▶ SET TASK: Extract every line in the records below that contains the word "pole", copying each line in full. Match case exactly.

▶ Excerpts of pointing data:
● ● ● ● ●

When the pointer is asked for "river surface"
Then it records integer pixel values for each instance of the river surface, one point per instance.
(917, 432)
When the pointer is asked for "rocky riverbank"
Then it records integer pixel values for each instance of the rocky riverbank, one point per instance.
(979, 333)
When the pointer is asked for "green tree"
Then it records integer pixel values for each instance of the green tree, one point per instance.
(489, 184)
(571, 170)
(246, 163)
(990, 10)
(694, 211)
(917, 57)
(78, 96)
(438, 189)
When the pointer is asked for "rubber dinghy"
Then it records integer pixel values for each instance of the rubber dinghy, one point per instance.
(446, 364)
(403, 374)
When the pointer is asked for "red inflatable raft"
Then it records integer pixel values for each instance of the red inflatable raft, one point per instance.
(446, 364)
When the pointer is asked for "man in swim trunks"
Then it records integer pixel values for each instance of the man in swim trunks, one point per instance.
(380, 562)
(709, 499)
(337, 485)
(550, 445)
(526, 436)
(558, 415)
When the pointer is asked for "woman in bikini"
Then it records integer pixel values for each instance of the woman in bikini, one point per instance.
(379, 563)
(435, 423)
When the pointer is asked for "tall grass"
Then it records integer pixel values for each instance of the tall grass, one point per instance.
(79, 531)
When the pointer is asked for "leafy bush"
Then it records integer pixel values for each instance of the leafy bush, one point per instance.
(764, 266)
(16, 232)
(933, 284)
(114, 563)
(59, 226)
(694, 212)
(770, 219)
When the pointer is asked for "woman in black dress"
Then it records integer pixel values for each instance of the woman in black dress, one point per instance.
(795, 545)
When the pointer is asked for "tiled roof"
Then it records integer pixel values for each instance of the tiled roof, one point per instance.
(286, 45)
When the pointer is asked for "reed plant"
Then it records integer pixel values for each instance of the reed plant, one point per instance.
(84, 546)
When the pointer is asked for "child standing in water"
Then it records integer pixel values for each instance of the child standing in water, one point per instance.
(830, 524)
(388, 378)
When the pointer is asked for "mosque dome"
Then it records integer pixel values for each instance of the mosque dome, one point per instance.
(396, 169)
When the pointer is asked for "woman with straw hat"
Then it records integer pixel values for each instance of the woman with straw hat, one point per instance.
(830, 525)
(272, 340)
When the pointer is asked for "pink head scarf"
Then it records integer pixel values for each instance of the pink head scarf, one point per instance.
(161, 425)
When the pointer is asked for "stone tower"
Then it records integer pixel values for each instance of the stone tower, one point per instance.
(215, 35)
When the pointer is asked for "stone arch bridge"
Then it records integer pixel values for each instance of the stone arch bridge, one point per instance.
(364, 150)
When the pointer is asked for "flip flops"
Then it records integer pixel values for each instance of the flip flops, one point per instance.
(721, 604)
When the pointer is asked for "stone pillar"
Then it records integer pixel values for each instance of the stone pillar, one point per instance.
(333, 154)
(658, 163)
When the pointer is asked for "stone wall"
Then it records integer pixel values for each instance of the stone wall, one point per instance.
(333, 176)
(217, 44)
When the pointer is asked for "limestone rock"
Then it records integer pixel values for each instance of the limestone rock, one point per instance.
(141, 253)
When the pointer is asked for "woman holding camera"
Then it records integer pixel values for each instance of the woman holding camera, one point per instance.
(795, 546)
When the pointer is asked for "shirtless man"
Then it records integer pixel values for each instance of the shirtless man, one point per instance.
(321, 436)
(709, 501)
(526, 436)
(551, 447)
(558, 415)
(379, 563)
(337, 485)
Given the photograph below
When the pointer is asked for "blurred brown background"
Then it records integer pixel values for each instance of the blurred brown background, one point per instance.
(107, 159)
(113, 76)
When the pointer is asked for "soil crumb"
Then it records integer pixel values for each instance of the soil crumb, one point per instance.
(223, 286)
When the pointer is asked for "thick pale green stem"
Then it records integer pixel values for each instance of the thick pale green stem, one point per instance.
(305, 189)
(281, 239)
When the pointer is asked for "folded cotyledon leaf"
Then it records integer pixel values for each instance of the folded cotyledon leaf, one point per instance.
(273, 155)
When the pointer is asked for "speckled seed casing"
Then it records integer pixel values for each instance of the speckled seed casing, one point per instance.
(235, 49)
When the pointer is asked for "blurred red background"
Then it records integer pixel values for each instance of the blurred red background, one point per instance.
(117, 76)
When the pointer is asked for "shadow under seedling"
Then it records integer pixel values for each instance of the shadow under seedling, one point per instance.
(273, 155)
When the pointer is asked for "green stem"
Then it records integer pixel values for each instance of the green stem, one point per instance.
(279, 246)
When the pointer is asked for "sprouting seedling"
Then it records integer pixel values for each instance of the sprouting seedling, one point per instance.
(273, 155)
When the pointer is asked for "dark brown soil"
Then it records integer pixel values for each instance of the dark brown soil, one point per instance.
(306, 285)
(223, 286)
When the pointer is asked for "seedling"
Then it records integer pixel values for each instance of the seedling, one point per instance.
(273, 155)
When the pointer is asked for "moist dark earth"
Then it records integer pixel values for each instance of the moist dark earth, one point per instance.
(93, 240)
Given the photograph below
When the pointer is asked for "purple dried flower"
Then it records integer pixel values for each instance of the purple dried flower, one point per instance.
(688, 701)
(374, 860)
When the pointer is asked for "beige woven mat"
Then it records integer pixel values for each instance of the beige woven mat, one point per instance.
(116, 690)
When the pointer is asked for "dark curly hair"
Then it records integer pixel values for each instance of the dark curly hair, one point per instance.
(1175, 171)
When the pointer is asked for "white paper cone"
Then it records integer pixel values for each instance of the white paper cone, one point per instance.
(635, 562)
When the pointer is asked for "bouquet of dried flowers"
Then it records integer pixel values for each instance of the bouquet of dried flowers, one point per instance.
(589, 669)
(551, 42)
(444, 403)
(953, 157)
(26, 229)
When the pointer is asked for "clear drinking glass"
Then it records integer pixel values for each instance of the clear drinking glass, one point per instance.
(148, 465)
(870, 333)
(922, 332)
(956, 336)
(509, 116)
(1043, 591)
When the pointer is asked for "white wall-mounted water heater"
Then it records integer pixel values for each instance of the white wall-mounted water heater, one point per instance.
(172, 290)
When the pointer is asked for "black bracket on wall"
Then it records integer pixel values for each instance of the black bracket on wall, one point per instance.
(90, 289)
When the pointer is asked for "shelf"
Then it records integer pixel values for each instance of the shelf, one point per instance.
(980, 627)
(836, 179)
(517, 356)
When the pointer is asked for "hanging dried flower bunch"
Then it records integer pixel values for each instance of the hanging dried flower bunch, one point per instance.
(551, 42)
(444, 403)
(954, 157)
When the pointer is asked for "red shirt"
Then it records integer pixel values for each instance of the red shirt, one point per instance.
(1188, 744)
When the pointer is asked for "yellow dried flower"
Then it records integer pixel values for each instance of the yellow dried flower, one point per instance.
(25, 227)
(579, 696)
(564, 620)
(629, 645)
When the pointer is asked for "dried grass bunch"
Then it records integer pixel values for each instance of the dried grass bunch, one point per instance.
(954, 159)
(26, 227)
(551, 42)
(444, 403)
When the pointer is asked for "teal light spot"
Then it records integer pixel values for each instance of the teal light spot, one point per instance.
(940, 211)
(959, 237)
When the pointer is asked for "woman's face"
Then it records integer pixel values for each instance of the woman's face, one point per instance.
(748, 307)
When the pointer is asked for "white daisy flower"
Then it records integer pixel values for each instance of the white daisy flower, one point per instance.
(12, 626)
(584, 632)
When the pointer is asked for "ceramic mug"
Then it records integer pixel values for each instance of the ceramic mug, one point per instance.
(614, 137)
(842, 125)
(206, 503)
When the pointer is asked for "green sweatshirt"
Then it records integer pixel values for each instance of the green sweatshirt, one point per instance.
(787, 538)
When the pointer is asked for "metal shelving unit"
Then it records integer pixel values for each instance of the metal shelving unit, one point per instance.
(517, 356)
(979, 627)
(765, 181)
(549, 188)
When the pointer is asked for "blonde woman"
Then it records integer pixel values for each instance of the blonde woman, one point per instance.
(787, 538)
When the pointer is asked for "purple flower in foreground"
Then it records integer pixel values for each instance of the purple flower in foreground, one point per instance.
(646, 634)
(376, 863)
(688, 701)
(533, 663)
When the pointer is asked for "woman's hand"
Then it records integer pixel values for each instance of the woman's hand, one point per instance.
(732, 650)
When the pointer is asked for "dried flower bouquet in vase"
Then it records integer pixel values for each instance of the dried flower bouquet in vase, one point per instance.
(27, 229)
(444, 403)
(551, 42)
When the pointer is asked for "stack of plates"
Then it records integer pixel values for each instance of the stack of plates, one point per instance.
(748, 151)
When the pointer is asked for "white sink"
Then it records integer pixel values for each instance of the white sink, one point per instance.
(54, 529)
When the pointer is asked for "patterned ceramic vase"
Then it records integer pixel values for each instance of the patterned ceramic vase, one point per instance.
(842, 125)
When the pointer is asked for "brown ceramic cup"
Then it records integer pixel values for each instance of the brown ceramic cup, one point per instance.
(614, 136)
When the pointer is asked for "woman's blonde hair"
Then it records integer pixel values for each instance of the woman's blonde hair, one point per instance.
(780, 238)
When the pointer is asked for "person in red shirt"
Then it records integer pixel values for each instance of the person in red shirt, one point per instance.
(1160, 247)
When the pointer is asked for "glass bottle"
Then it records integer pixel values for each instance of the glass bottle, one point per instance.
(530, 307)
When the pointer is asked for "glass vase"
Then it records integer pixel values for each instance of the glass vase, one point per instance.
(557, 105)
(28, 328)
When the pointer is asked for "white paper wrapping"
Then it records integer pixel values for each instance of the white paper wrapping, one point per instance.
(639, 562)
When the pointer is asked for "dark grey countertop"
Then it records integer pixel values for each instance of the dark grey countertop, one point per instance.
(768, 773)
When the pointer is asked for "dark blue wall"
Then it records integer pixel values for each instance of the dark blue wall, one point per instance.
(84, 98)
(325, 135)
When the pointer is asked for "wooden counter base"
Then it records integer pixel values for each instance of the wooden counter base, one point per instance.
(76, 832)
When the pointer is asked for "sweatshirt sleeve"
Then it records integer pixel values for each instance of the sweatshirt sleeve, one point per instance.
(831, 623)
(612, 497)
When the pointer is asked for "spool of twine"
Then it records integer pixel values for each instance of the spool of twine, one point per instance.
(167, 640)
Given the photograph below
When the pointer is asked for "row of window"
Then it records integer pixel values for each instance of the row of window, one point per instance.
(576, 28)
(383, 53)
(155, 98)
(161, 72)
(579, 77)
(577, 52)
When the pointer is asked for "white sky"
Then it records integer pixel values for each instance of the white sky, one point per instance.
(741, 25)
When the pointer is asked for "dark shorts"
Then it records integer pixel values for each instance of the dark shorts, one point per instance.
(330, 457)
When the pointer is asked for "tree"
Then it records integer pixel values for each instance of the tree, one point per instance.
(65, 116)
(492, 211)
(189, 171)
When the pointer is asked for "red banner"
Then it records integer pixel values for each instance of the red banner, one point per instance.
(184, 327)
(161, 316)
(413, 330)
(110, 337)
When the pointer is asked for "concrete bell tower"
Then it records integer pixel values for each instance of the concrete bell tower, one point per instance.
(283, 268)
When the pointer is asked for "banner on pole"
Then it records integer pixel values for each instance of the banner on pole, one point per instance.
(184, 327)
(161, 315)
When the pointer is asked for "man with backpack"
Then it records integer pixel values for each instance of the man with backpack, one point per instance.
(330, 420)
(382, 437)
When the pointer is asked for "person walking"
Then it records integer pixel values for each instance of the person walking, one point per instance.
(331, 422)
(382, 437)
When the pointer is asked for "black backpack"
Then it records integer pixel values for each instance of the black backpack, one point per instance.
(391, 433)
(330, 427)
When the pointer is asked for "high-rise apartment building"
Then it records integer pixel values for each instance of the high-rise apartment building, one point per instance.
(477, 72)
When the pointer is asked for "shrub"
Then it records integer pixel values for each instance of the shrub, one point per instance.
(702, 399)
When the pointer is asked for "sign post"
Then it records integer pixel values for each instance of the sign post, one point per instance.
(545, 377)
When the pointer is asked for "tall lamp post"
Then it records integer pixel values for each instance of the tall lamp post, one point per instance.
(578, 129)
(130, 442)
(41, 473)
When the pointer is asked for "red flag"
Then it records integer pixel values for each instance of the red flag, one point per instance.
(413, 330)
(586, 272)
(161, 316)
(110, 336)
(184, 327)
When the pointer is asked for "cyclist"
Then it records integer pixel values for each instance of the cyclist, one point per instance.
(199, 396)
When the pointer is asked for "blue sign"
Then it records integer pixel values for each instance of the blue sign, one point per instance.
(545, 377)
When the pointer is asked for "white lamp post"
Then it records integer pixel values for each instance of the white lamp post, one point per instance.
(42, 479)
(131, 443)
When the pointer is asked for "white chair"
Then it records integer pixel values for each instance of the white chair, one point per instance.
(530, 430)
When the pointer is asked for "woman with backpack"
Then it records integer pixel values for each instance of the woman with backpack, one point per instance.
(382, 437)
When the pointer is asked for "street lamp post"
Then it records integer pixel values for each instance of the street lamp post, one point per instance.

● ● ● ● ●

▶ ANSWER IN FULL:
When the pointer is asked for "banner on pole"
Then it records integer pixel values for each instance of the banner on pole, one point per instance.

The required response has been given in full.